Your objective:
Determine how many lines of the entries below contain the string "soybean". Reply with the number alone.

[Start of Data for this task]

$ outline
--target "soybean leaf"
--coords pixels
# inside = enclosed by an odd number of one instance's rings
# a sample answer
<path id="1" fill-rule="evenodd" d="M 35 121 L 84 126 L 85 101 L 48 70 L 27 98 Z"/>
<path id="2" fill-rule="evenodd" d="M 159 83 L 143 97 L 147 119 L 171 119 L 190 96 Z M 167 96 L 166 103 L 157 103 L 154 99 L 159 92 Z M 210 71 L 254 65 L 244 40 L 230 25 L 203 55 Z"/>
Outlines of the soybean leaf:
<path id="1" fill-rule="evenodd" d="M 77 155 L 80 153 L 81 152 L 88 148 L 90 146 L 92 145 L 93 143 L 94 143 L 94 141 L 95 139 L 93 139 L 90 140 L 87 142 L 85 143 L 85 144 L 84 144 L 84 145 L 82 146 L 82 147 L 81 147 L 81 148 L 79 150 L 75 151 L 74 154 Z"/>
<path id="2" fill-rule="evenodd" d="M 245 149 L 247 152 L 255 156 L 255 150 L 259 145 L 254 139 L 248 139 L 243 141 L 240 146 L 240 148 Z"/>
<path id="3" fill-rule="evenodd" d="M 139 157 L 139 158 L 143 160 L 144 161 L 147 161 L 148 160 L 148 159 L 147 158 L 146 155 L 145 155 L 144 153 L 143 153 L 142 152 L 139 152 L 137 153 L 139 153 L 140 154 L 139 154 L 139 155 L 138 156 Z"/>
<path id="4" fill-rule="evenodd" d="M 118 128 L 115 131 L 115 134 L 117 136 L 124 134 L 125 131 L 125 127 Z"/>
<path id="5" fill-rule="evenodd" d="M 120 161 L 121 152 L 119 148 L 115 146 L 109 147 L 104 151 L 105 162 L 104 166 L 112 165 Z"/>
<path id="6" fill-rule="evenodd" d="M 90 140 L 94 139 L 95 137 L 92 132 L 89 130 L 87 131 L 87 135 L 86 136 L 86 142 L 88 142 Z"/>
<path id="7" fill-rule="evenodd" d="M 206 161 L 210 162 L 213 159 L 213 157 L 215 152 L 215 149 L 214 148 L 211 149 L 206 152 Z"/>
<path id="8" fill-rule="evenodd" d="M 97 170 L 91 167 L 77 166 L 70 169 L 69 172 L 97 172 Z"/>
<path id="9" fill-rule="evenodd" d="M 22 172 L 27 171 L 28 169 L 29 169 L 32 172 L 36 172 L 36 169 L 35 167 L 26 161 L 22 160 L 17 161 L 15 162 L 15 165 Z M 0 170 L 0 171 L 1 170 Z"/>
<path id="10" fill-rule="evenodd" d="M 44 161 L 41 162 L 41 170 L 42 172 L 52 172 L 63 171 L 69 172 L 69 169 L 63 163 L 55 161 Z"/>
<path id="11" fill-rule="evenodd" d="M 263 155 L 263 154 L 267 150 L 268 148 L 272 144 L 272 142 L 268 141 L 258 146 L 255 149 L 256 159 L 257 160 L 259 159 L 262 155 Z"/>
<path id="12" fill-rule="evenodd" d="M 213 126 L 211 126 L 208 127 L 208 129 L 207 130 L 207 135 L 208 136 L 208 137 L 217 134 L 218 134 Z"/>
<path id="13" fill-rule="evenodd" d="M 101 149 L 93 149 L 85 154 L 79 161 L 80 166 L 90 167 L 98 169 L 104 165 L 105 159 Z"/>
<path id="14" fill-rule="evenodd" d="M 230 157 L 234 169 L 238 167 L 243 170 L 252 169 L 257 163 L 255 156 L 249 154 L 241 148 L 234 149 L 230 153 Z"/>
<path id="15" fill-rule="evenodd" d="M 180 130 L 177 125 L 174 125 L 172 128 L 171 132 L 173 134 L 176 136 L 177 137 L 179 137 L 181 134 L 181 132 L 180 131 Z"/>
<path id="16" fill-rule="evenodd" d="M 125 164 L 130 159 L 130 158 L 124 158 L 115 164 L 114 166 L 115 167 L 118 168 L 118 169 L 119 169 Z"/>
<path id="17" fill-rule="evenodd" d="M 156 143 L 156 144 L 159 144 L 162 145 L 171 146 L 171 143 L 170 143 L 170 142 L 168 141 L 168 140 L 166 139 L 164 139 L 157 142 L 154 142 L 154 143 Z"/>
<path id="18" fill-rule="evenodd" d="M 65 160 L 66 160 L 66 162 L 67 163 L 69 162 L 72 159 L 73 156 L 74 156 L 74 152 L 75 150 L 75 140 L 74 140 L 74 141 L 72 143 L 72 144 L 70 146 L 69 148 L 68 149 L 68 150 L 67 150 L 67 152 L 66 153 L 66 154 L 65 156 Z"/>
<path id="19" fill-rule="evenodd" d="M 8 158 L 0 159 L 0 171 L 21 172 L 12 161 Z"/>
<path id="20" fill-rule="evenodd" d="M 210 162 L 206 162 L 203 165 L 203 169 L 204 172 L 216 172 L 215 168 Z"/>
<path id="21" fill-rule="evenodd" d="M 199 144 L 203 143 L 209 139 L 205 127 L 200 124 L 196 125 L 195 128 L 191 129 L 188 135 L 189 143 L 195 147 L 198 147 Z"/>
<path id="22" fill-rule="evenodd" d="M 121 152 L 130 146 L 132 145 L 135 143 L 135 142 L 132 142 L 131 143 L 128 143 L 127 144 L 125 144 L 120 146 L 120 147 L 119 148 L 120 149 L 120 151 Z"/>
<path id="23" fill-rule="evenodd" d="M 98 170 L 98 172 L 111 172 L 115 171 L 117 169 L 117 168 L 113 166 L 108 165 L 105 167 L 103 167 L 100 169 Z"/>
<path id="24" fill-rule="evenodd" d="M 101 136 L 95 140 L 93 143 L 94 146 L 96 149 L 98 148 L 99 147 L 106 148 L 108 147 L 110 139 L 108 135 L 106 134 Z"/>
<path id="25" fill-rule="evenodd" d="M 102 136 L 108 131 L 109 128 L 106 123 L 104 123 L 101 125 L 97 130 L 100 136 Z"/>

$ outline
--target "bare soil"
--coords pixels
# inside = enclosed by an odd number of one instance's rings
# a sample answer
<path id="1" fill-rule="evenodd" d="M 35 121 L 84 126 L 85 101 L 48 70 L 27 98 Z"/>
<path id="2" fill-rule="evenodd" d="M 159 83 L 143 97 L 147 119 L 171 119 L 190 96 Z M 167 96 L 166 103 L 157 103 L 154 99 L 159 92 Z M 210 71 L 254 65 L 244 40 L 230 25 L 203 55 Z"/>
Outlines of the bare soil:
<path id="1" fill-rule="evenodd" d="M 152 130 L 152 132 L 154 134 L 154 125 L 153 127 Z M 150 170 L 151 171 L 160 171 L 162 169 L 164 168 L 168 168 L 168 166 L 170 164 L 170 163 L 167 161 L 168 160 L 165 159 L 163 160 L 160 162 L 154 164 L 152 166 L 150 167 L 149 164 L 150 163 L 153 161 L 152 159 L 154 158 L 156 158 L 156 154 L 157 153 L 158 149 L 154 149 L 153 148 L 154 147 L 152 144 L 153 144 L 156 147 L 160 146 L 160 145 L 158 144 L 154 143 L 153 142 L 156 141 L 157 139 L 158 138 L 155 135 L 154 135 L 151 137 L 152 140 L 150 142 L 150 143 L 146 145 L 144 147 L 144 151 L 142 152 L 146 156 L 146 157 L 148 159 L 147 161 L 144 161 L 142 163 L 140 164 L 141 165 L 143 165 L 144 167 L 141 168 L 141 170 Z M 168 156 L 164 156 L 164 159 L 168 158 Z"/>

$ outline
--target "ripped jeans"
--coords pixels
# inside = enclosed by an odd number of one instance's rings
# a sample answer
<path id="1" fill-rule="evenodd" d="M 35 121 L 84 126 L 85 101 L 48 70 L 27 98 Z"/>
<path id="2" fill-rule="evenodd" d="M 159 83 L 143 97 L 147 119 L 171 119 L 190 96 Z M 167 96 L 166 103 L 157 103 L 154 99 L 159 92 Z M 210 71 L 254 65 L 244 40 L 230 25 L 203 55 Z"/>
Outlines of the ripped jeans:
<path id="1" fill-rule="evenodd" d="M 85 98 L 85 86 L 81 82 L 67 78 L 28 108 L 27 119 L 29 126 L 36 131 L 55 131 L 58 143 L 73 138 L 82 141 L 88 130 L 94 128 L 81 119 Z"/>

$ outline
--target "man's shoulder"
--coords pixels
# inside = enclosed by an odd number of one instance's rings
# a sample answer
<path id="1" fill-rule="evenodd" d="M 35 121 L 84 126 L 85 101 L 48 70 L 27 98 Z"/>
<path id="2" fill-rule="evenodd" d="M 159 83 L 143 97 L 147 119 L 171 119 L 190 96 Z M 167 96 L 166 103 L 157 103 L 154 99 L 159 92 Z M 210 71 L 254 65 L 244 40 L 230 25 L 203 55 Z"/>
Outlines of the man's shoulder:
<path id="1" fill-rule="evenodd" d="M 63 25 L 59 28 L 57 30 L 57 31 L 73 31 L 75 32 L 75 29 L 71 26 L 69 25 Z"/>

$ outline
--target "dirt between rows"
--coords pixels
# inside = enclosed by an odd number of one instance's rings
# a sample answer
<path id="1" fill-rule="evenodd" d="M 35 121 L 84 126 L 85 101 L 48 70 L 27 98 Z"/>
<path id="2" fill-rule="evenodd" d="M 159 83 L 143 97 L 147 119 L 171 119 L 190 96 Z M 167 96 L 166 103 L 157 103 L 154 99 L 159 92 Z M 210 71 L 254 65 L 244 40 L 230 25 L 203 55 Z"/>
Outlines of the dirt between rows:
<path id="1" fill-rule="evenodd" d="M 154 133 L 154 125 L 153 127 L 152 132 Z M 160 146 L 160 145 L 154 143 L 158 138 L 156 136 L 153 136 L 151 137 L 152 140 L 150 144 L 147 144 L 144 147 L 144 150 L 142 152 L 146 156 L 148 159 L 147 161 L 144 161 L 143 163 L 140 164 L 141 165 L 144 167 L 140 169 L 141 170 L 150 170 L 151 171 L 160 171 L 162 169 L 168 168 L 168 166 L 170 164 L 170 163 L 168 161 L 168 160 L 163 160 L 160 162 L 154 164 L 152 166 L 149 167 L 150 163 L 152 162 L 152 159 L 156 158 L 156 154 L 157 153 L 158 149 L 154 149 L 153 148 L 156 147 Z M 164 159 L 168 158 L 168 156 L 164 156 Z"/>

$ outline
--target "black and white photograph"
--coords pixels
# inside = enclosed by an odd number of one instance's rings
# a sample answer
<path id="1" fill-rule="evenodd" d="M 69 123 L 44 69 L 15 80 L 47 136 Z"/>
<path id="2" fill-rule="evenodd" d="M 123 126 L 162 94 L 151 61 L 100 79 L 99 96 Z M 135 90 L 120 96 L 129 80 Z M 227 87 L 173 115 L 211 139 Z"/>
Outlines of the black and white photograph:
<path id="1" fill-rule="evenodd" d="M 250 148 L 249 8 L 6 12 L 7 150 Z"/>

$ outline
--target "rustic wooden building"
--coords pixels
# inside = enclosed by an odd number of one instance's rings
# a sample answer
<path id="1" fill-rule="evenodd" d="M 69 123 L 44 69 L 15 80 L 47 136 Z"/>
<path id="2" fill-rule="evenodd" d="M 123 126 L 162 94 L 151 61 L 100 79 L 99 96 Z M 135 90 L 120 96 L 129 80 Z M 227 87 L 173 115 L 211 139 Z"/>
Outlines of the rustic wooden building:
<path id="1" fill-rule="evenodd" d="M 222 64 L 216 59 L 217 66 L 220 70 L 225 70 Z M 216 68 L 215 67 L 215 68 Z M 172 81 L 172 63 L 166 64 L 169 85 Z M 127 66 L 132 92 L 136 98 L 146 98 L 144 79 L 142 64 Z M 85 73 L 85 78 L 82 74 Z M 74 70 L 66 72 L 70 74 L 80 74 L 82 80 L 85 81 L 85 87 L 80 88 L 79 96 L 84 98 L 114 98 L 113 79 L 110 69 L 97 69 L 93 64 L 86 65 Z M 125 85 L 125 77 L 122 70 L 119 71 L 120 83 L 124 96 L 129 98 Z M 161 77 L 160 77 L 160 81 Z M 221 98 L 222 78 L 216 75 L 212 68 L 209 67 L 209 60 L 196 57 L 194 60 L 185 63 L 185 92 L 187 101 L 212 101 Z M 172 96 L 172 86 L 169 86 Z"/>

[End of Data for this task]

Solution for this task:
2